About Brittani's Work

Brittani R. Orona is an enrolled member of the Hoopa Valley Tribe and received her Ph.D. in Native American Studies with a Designated Emphasis in Human Rights at UC Davis in Spring 2022. She is currently an Assistant Professor of American Indian Studies at San Diego State University and Board Secretary for Save California Salmon, an Indigenous led non-profit dedicated to healthy rivers and fisheries in California. Her dissertation to manuscript project evaluates Hupa, Yurok, and Karuk perspectives of grassroots activism, traditional ecological knowledge, and environmental health through dam removal efforts and cultural rights movements on the Klamath River Basin. Brittani studies how Indigenous communities perpetuate their visions of the world through performance, film, museum exhibition, and art in large scale environmental justice movements.
----------------
Problems to solve:
(a) Answer these questions from the Orona biography:
(i) Which tribe is Brittani R. Orona an enrolled member of?
(ii) What position does she hold at San Diego State University?
(iii) Which river basin does her dissertation to manuscript project focus on?
(b) List every means the Orona biography gives by which Indigenous communities perpetuate their visions of the world.
(c) Please carry on the Orona biography from where its final sentence ends.
The entries that come after this text play no part in the exercise.

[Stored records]
----------------
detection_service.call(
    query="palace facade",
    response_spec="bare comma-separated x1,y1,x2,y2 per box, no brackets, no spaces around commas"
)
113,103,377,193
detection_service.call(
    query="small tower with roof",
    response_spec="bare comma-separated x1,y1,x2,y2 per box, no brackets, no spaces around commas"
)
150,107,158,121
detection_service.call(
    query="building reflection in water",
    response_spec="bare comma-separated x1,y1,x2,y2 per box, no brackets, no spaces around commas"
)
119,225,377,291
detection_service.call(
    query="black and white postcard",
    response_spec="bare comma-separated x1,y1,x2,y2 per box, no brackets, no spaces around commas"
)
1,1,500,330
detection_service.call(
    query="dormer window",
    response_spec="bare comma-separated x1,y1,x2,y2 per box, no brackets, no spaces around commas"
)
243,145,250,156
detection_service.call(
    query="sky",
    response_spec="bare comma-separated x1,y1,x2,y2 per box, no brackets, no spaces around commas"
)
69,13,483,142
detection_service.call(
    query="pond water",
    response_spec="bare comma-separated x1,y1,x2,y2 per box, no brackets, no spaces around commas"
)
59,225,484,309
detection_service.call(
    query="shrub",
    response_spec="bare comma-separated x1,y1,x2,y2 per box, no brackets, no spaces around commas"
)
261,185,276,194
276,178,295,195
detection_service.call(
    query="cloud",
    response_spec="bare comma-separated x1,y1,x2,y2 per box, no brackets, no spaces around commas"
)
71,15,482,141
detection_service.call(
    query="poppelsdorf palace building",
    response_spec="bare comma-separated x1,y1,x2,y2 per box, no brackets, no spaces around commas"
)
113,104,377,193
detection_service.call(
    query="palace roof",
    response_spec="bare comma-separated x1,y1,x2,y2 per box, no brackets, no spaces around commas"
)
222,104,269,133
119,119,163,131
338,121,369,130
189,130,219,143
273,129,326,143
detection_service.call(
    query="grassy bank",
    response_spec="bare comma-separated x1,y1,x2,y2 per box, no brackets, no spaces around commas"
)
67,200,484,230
----------------
Exercise answers:
(a)
(i) The Hoopa Valley Tribe
(ii) Assistant Professor of American Indian Studies
(iii) The Klamath River Basin

(b) Performance, film, museum exhibition, and art

(c)
Brittani has 15 + years of experience working with federal, state, and local government. She previously worked as the Tribal Affairs Program Manager for the California Department of Parks and Recreation where she worked closely with federally and non-federally recognized tribes to highlight the continued environmental stewardship, survival, and resilience of California Indian people. Prior to joining State parks, Brittani worked for the California Department of Toxic Substances Control (DTSC) as an Environmental Justice and Tribal Affairs Specialist. While at DTSC, Brittani led the development and implementation of the DTSC Tribal Consultation Policy, the CEQA (AB 52), and Permitting Departmental Memorandum establishing how regulatory programs consult and interact with California Indian tribes, and the development of the DTSC Civil Rights and Language Access policies. She has also worked at the California Government Operations Agency, California State Archives, the Maidu Museum and Historic Site, and the National Museum of the American Indian (Repatriation Department) in Washington DC.

Academically and professionally, she is engaged in repatriation, Indigenous law, cultural resources management, Indigenous environmental justice, and environmental history as they relate to California Indian Tribes and indigenous communities internationally. She is a proud third generation graduate of Cal Poly Humboldt (B.A. History) and Sacramento State University (M.A. Public History).